**Challenge:**
Reproduce every row from the one containing "[locate] the orange" through the final row below, requests included. Scale each coordinate in the answers by 0.8 and round to whole numbers with halves going up, leaving the requests unchanged.

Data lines

## Start

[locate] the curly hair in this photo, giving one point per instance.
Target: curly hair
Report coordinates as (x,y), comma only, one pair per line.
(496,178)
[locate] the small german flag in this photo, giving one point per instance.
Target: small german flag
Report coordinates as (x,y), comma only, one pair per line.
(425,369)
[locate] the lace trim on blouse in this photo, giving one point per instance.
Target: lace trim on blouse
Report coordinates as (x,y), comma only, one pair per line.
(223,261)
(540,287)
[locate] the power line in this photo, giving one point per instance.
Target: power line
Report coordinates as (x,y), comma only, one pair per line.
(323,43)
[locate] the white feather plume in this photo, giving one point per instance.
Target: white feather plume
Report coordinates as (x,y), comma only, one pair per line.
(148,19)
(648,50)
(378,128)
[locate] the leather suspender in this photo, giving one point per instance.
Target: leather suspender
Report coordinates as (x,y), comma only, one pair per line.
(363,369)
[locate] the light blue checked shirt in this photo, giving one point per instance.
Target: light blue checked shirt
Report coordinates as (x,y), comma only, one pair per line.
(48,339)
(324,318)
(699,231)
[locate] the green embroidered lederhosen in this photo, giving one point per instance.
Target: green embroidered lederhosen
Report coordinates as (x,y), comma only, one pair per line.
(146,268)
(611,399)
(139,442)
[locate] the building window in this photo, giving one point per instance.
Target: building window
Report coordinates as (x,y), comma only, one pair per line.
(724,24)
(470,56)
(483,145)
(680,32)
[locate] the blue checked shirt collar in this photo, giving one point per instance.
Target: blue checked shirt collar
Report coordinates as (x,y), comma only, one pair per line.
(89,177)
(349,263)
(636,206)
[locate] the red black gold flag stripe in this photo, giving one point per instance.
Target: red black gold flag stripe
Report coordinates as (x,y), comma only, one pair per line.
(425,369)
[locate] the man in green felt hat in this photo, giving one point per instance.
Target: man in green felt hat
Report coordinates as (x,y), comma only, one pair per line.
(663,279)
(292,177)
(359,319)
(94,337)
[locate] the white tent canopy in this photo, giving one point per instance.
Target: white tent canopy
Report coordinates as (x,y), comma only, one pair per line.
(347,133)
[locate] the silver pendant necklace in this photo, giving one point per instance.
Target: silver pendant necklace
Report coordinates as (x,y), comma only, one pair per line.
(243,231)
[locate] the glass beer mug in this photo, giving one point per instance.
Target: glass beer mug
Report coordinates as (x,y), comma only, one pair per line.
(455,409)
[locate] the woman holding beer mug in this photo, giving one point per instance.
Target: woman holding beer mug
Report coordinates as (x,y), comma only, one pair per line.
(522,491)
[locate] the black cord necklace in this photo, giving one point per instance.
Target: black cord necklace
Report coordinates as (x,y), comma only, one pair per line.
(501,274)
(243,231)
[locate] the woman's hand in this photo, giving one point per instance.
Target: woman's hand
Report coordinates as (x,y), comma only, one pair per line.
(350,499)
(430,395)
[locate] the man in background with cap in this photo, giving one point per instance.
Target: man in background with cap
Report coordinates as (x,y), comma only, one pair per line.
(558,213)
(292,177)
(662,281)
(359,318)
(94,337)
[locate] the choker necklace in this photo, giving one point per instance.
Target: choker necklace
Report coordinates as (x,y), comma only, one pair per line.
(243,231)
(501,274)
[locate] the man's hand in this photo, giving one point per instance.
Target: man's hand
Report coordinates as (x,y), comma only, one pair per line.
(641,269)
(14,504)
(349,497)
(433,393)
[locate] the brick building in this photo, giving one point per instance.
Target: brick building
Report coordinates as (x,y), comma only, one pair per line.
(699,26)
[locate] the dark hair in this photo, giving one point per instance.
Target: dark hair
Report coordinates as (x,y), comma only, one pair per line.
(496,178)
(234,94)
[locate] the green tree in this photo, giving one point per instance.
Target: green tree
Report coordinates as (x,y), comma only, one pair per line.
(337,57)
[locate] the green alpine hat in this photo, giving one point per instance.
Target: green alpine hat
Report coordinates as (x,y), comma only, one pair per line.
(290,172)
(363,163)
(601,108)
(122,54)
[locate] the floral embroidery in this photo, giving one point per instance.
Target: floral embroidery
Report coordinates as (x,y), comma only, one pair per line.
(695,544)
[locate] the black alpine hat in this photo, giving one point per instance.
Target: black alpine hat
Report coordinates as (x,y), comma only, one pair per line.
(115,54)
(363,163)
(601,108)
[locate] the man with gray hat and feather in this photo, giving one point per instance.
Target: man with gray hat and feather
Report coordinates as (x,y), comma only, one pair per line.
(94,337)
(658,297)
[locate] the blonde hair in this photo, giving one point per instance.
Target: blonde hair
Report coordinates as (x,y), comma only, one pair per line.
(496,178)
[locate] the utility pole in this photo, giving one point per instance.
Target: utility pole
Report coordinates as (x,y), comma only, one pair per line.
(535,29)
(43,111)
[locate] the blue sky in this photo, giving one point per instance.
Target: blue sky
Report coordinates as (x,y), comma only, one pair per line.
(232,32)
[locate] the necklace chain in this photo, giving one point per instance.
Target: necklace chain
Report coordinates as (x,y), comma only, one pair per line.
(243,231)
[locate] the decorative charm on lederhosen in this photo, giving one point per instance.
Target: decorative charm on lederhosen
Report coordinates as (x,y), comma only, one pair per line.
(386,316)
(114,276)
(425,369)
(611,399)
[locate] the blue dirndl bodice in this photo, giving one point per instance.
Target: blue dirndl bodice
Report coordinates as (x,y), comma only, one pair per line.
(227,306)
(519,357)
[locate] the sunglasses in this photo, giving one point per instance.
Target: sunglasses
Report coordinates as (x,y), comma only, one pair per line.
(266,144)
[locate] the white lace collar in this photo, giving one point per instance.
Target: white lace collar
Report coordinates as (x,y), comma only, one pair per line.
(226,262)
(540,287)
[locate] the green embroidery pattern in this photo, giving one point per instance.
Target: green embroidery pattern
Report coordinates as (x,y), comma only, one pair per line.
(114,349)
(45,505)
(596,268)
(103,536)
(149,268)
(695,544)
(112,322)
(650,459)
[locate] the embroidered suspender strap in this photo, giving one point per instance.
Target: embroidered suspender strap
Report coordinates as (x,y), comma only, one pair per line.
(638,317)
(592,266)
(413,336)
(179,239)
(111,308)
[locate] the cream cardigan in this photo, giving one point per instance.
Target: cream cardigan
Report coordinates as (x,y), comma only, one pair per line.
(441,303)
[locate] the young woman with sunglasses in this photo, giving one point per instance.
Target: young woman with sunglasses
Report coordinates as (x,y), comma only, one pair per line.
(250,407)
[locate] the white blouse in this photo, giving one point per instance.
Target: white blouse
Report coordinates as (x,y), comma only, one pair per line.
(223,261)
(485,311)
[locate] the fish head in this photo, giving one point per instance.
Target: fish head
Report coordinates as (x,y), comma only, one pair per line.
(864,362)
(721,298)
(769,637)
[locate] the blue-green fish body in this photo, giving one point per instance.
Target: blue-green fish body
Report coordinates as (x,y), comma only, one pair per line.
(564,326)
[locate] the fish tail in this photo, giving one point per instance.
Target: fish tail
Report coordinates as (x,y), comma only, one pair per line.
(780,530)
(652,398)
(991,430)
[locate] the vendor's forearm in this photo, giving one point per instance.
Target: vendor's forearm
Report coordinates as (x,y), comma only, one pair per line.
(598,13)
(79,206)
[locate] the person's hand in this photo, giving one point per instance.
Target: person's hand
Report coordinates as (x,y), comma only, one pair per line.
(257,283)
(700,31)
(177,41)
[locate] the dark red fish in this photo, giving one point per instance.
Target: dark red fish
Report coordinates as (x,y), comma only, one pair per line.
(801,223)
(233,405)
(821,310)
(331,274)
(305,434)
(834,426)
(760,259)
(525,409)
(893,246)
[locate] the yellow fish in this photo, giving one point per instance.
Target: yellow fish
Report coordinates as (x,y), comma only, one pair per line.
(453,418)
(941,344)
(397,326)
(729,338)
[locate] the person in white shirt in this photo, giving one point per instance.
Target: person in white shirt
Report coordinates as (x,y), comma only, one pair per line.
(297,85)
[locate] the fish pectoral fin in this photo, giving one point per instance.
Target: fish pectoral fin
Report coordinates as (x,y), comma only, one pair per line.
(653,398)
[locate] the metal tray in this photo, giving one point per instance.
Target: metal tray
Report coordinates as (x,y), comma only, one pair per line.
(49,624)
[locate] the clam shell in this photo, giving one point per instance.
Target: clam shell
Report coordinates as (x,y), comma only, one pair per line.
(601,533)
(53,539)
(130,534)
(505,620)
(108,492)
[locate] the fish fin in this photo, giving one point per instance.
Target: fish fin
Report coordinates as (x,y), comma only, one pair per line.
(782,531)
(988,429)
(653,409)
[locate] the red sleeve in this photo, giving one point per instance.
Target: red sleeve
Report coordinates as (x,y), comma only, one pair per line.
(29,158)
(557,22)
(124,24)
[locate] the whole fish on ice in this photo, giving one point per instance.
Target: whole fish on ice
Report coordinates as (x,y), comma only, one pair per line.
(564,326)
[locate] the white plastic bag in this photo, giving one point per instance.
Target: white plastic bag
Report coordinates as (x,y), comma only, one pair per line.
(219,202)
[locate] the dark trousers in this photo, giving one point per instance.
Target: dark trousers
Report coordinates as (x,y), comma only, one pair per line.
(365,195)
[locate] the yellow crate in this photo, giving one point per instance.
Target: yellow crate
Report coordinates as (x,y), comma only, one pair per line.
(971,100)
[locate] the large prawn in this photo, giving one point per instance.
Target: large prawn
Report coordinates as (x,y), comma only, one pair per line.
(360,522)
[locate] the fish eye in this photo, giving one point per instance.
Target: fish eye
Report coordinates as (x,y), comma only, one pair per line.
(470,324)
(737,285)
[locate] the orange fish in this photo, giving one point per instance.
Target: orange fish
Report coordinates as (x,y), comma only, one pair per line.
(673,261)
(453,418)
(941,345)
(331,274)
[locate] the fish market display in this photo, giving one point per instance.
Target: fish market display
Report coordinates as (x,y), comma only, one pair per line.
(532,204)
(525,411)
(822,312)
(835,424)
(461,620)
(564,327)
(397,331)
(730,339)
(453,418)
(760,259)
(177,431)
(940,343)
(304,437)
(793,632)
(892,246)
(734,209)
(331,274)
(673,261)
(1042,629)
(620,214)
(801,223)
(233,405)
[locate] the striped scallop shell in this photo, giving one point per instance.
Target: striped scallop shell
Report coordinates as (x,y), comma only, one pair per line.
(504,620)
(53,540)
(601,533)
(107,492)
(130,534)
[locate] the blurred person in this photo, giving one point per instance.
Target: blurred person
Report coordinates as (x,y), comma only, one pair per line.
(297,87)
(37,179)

## End

**Answer:**
[locate] the orange fish in this photo, giving one point per instance.
Target: orange fish
Report coordinates as (x,y), comma only, one pair per line.
(538,209)
(362,334)
(753,276)
(265,219)
[locate] the fish market display in this photo, giving one point per instance.
Target: fish market display
Report coordinates as (x,y), comma only, one pair per line.
(426,163)
(420,329)
(658,250)
(668,339)
(369,496)
(451,262)
(318,265)
(584,271)
(362,334)
(608,207)
(142,345)
(752,274)
(243,350)
(634,506)
(714,197)
(587,167)
(265,219)
(538,209)
(834,503)
(496,171)
(641,178)
(186,324)
[locate] the striped scallop shell in this photo, giving one point per instance.
Target: striped scallop shell
Report coordinates as (x,y), comma only, one pair per line.
(403,496)
(42,432)
(481,426)
(86,394)
(104,427)
[locate] the blurred person in this photo, giving one point per instance.
Target: blurred person
Report coordinates as (x,y), comma only, one pair per line.
(238,70)
(30,143)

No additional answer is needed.